# Written exercise
Rewrite the material from the line containing "Query: side window" through the end of the material, substituting "vehicle tire" for "car tire" and keeping every other line unchanged.

# Supplied records
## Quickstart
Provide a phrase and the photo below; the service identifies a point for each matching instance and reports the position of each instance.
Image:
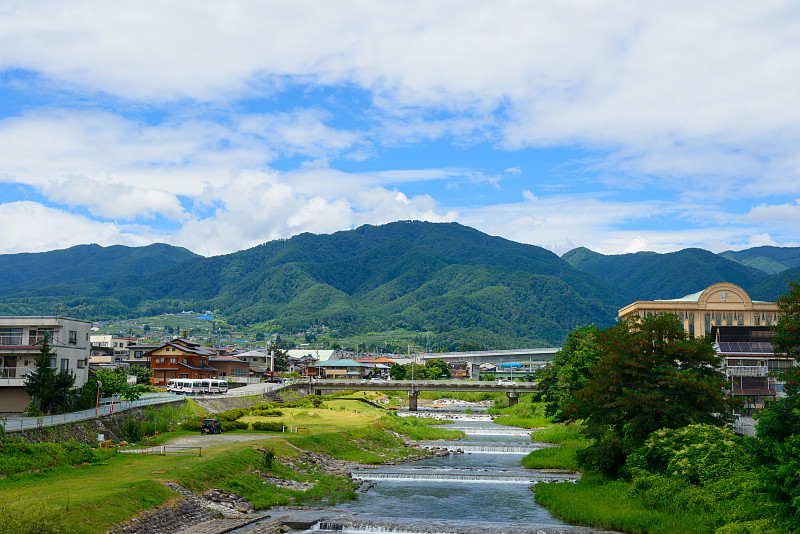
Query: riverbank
(102, 493)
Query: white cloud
(32, 227)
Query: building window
(10, 336)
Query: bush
(132, 430)
(228, 426)
(192, 424)
(695, 453)
(268, 426)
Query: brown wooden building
(181, 358)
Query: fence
(168, 450)
(107, 406)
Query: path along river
(482, 490)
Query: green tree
(280, 358)
(50, 390)
(778, 451)
(569, 372)
(787, 328)
(778, 429)
(436, 369)
(649, 376)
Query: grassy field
(96, 495)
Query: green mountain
(771, 260)
(775, 285)
(87, 263)
(445, 278)
(651, 276)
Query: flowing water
(481, 489)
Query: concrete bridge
(493, 356)
(413, 387)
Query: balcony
(13, 376)
(746, 370)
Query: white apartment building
(20, 342)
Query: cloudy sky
(220, 125)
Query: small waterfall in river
(483, 488)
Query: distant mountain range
(443, 278)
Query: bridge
(494, 356)
(413, 387)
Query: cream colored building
(722, 304)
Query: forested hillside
(651, 276)
(771, 260)
(444, 278)
(87, 263)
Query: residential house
(181, 358)
(231, 368)
(20, 342)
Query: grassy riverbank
(649, 504)
(106, 489)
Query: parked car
(210, 426)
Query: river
(483, 489)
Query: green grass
(608, 505)
(569, 439)
(419, 428)
(524, 414)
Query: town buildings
(20, 342)
(722, 304)
(181, 358)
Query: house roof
(341, 363)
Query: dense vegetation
(654, 454)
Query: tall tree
(787, 328)
(649, 376)
(50, 390)
(569, 372)
(778, 429)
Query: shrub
(696, 453)
(268, 426)
(132, 430)
(228, 426)
(192, 424)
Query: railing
(746, 370)
(110, 405)
(14, 372)
(107, 407)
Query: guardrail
(111, 405)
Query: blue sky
(220, 125)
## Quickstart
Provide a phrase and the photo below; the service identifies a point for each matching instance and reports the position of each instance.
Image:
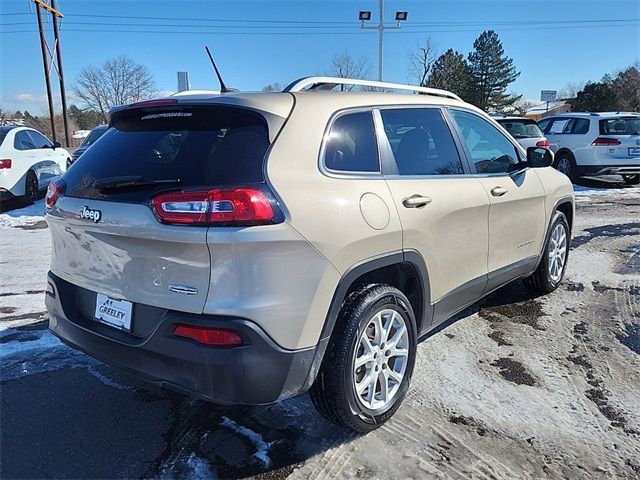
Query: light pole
(365, 16)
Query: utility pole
(48, 62)
(365, 16)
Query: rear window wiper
(131, 181)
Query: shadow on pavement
(66, 415)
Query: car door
(48, 164)
(517, 222)
(442, 208)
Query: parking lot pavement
(515, 387)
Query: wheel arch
(567, 207)
(405, 271)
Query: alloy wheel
(557, 252)
(380, 359)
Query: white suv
(606, 143)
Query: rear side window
(543, 124)
(191, 147)
(580, 126)
(521, 128)
(39, 140)
(620, 126)
(22, 141)
(94, 135)
(351, 145)
(421, 142)
(490, 150)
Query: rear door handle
(498, 191)
(416, 201)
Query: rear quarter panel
(326, 210)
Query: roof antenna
(223, 87)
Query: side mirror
(538, 157)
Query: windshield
(620, 126)
(521, 128)
(185, 147)
(94, 135)
(3, 133)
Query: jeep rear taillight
(54, 191)
(604, 141)
(219, 337)
(240, 206)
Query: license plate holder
(113, 312)
(634, 151)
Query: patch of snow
(23, 216)
(262, 447)
(39, 340)
(199, 468)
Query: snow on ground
(24, 261)
(517, 387)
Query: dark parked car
(94, 135)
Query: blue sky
(260, 42)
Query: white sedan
(28, 162)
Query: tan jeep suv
(247, 247)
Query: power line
(416, 25)
(285, 33)
(303, 23)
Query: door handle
(498, 191)
(416, 201)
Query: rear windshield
(94, 135)
(620, 126)
(522, 128)
(187, 147)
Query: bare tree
(421, 60)
(118, 81)
(343, 65)
(626, 85)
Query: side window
(421, 142)
(39, 140)
(561, 125)
(351, 145)
(580, 126)
(23, 141)
(543, 124)
(490, 150)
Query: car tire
(553, 264)
(31, 187)
(361, 405)
(565, 163)
(631, 179)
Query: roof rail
(327, 83)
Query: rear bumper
(258, 372)
(595, 170)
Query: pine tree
(451, 72)
(491, 73)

# Response to the exercise
Query: side window
(421, 142)
(39, 140)
(561, 125)
(351, 145)
(580, 126)
(23, 141)
(543, 124)
(490, 150)
Query: vehicle tire
(553, 264)
(31, 187)
(361, 405)
(565, 163)
(631, 179)
Query: roof rail
(327, 83)
Query: rear bumper
(258, 372)
(595, 170)
Query: pine tree
(451, 72)
(491, 73)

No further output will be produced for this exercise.